Coordinate annotation entries
- - - -
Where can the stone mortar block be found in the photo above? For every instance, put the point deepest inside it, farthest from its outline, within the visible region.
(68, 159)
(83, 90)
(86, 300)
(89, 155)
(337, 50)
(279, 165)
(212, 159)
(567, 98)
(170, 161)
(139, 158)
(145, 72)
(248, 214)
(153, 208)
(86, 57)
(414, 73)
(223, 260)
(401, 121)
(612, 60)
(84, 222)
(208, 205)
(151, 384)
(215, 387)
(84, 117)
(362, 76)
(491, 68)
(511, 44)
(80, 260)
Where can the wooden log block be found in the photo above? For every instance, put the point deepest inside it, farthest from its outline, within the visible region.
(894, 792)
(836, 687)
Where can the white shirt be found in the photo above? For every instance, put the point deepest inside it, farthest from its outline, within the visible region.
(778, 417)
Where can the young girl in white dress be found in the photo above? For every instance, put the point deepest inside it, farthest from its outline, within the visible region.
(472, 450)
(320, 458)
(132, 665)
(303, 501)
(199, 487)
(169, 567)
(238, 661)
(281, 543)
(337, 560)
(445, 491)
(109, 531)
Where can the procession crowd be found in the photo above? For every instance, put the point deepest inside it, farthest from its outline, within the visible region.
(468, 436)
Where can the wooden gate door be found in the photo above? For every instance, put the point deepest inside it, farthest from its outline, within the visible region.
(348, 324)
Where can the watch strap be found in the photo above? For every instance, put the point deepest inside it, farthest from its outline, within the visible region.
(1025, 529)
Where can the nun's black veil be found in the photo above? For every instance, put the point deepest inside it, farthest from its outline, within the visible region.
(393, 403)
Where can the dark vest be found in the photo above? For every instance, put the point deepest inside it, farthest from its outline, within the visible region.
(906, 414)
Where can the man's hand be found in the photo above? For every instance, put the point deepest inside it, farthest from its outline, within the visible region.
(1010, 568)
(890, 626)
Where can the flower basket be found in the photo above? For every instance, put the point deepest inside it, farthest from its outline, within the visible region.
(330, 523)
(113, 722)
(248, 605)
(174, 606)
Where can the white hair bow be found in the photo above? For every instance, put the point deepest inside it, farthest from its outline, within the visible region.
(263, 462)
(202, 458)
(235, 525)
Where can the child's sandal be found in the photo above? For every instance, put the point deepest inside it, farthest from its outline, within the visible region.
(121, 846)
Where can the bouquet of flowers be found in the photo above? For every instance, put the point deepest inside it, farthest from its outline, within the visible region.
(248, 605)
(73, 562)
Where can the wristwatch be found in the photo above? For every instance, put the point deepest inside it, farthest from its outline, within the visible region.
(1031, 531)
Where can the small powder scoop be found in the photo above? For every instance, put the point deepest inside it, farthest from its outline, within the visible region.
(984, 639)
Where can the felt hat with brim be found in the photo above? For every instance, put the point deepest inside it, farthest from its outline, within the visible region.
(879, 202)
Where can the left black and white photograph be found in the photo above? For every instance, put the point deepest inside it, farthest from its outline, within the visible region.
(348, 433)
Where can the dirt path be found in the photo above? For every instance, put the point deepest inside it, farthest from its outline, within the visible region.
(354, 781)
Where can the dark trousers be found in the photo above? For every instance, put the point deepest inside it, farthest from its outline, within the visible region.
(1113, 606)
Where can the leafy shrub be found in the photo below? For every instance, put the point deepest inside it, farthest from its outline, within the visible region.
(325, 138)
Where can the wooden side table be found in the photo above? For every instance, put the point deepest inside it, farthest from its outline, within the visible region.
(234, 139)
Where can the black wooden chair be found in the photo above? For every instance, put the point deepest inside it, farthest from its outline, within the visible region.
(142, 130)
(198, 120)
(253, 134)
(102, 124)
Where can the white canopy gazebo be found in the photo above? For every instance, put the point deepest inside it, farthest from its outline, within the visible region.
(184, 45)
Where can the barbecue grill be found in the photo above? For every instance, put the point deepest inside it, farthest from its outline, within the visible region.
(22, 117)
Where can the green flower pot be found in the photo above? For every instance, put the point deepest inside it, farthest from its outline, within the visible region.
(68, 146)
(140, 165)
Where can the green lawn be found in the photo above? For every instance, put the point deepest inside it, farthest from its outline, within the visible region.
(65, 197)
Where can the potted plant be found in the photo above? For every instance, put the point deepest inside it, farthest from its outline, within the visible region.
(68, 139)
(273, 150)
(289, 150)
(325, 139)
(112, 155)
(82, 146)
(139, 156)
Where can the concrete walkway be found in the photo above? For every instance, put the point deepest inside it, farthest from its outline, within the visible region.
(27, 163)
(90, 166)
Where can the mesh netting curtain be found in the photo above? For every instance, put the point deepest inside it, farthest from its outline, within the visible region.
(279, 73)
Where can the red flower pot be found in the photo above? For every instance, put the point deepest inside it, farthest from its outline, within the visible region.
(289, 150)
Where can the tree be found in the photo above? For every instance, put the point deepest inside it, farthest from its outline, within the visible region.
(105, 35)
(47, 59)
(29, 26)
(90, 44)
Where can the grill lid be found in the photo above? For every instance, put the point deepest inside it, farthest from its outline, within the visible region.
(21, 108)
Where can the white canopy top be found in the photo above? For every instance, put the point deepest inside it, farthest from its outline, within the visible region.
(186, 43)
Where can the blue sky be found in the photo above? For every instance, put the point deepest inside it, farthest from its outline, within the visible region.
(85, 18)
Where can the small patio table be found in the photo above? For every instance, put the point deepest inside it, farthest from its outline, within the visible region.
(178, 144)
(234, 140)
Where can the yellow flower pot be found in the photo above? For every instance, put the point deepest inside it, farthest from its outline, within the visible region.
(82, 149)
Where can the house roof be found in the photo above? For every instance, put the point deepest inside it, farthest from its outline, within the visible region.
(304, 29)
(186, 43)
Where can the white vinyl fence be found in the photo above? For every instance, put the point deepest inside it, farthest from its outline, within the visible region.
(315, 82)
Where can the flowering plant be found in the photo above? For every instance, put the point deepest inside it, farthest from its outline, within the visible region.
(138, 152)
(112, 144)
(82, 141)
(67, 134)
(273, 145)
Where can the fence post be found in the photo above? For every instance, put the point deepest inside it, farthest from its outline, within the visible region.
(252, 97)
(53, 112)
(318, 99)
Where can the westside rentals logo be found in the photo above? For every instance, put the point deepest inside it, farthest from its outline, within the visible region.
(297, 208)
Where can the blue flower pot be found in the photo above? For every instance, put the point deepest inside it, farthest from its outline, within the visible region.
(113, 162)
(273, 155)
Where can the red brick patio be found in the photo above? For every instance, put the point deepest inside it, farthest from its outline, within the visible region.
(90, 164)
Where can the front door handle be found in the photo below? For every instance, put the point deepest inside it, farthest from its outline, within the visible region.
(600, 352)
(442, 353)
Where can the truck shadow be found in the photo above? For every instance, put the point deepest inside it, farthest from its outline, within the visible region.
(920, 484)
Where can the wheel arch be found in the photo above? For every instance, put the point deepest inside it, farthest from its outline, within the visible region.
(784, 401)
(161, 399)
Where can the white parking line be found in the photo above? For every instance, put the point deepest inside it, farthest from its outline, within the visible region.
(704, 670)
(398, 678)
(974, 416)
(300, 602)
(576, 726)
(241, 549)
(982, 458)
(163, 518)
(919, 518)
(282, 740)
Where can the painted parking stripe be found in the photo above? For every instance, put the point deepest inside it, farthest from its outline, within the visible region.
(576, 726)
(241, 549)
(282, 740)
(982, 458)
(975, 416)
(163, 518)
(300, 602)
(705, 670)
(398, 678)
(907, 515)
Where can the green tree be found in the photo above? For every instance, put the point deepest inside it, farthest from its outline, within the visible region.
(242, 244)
- - - -
(Problem to work on):
Please return the data above exactly as given.

(Exercise result):
Where can the stone mortar block be found in the photo above? For every instance, put the point deepest inside it, farthest from its outline, within the visible region.
(68, 159)
(83, 90)
(86, 300)
(89, 155)
(337, 50)
(279, 165)
(212, 159)
(567, 98)
(170, 161)
(139, 158)
(145, 72)
(248, 214)
(153, 208)
(86, 57)
(414, 73)
(223, 260)
(401, 121)
(612, 60)
(84, 222)
(208, 205)
(151, 384)
(215, 387)
(84, 117)
(362, 76)
(491, 68)
(511, 44)
(80, 260)
Where can the wooden log block be found in the photo above? For every instance, put the point deepest inside it, farthest from its outline, within the visible region.
(894, 792)
(836, 687)
Where can the white shirt be found in the photo above? For every instance, put the point deepest inside it, farthest from its outline, within the visible region.
(778, 417)
Where can the young girl in white dress be found in the photo above? For every instance, put the point deepest inside it, farthest from its outline, within the visible region.
(472, 450)
(320, 458)
(132, 665)
(303, 501)
(199, 487)
(169, 567)
(238, 661)
(281, 543)
(337, 560)
(445, 491)
(109, 531)
Where can the procession crowd be found in the photo above? For every instance, put the point deepest inside it, farthest from its outline, within the visible region.
(468, 436)
Where can the wooden gate door be found in the photo above? For every instance, put the point deepest inside it, farthest from its outline, within the visible region.
(348, 324)
Where can the watch strap be found in the photo above? For every instance, put the point deepest inside it, farthest from its outline, within the visible region.
(1025, 529)
Where can the nun's black veil be found in the photo above? For every instance, put the point deepest inside it, farthest from its outline, within the visible region.
(393, 403)
Where can the dark vest be found in the photo above? For every instance, put the point deepest inside it, farthest from its outline, within the visible region.
(906, 414)
Where can the man's hand be found in the photo above? For every instance, put the point deepest inside it, farthest from its outline, within the visible region.
(1010, 568)
(890, 626)
Where can the flower basket be found in the photo above? For every instance, put the point deepest inside it, farthest from its outline, within the visible region.
(330, 523)
(113, 722)
(248, 605)
(174, 606)
Where can the white hair bow be found in the photo above? For every instance, put the point deepest inside it, farthest from its outline, within the visible region.
(263, 462)
(202, 458)
(235, 525)
Where can the child's sandal be found in the photo above? For every instance, put the point deepest inside it, farthest from its outline, within the visible region.
(121, 846)
Where can the bouquet of flowers be found in the photo above? For every instance, put the point deepest inside it, farthest from its outline, within the visible region.
(248, 605)
(73, 562)
Where can the wristwatch be found in the photo above? For every instance, put the point deepest inside it, farthest from its outline, within the visible region.
(1031, 531)
Where can the small powder scoop be found in the photo above? For every instance, put the point deepest inside it, farthest from its outline, within the visible region.
(984, 639)
Where can the felt hat with brim be found in the photo above? For every instance, put the point deepest inside it, farthest from its outline, within the visible region.
(879, 202)
Where can the left black and white photograph be found in the photo above? For every instance, put the point deepest inside it, farthest from its outline, within the visible region.
(348, 433)
Where can the dirt path be found in the photo above? For every instance, put the point deepest inside it, farthest from its outline, within the visible region.
(354, 781)
Where can the dark trousers be found in the photo above? For every instance, put the point deepest inside it, farthest from its outline, within the visible region.
(1113, 606)
Where can the leafy shrub be found in the photo below? For every instance, put the point deepest inside it, farthest from its outline, within the visible region.
(325, 138)
Where can the wooden side table be found in the photo above? For every instance, put the point deepest inside it, farthest from its outline, within the visible region.
(234, 139)
Where can the black wooden chair be found in the photo above? For every instance, put the point deepest inside it, farthest from its outline, within the visible region.
(142, 130)
(198, 120)
(253, 134)
(102, 124)
Where can the white canopy gazebo be found in the photo above? For every instance, put the point deepest inside it, farthest from its outline, within the visible region.
(184, 45)
Where can the barbecue grill be found in the photo above? For every instance, put the point deepest inside it, farthest from its outline, within the visible region.
(22, 117)
Where can the green flower pot be found in the photo above? For every instance, put the point deepest inside it, farthest from its outline, within the visible region.
(68, 146)
(140, 165)
Where can the green lawn be found in the photo above? For every instance, put the point deepest inside it, farthest from its outline, within the visible region.
(65, 197)
Where can the potted plant be found in the photo above? For every instance, put the point deepest inside it, farthest from its outline, within the visible region.
(68, 139)
(273, 150)
(289, 150)
(325, 139)
(112, 155)
(82, 146)
(139, 156)
Where can the concrete walkway be found in the photo above? For every instance, put the point deepest inside it, farthest from its outline, within the visible region.
(27, 163)
(90, 166)
Where can the mesh netting curtain be found in the photo above? For every instance, put the point deepest inside it, farthest from its outline, within the visible region.
(279, 73)
Where can the red flower pot be found in the photo above? For every instance, put the point deepest inside it, farthest from its outline, within the visible region.
(289, 150)
Where can the tree be found in the photo above? For every instance, put the point deepest inside it, farthest from its outline, within the visible region.
(105, 35)
(47, 59)
(29, 26)
(90, 44)
Where can the grill lid be found in the photo above? For every instance, put the point deepest inside it, farthest from its outline, within the visible region.
(21, 108)
Where can the white canopy top be found in the photo above? For every instance, put the point deepest inside it, farthest from its outline, within the visible region.
(186, 43)
Where can the blue sky be found in the photo above? For every instance, put the point deepest inside it, farthest from its outline, within the visible region.
(85, 18)
Where can the small patio table be found in the photo above? For every instance, put the point deepest inside it, farthest from its outline, within the visible region.
(178, 144)
(234, 140)
Where can the yellow flower pot be found in the photo above? For every instance, put the point deepest inside it, farthest from its outline, within the visible region.
(82, 149)
Where can the house roof be found in the photo above? For every instance, put the point deepest inside it, farthest from its outline, within the visible region.
(304, 29)
(186, 43)
Where can the white vinyl fence be found in the photo above? For every instance, put the point deepest inside it, farthest from its outline, within the visible region.
(315, 82)
Where can the flowering plant be found in the photo above? For every instance, put the point deepest inside it, farthest from its outline, within the visible region.
(138, 152)
(112, 144)
(82, 141)
(67, 134)
(273, 145)
Where can the fence post be found in the photo above? For every instance, put the point deepest inside it, farthest from its outline, within the visible region.
(252, 97)
(53, 112)
(318, 99)
Where can the westside rentals logo be found in the photo above? For every instance, put the point deepest inside it, farthest from its outline, within the visible region.
(297, 208)
Where can the blue flower pot be found in the photo above? For every instance, put the point deepest inside it, farthest from its outline, within the visible region.
(113, 162)
(273, 155)
Where can the red brick patio be found in the photo above? For every instance, put the point deepest inside it, farthest from its outline, within the visible region.
(90, 164)
Where can the front door handle be found in the photo below? For every instance, put the point deepest inside it, farthest from its outline, within the visible region.
(600, 352)
(442, 353)
Where can the truck shadow be found in the photo above? For every instance, put the point deepest inside it, farthest from its outline, within the visible region.
(920, 484)
Where can the wheel arch be found in the photo above? For every instance, put the point deepest inside it, farthest from its outline, within the visible region.
(784, 401)
(161, 399)
Where can the white parking line be found in the photo above? For every instance, put the point deepest inside it, farthest from its outline, within the visible region.
(704, 670)
(398, 678)
(974, 416)
(300, 602)
(576, 726)
(241, 549)
(982, 458)
(163, 518)
(919, 518)
(282, 740)
Where can the painted parking stripe be found in the photo above? For every instance, put the point deepest inside it, farthest from its outline, within the visible region.
(576, 726)
(241, 549)
(282, 740)
(982, 458)
(975, 416)
(163, 518)
(300, 602)
(705, 670)
(398, 678)
(907, 515)
Where can the green tree be found in the photo above? For every instance, put the point deepest inside it, farthest from its outline, within the visible region.
(242, 244)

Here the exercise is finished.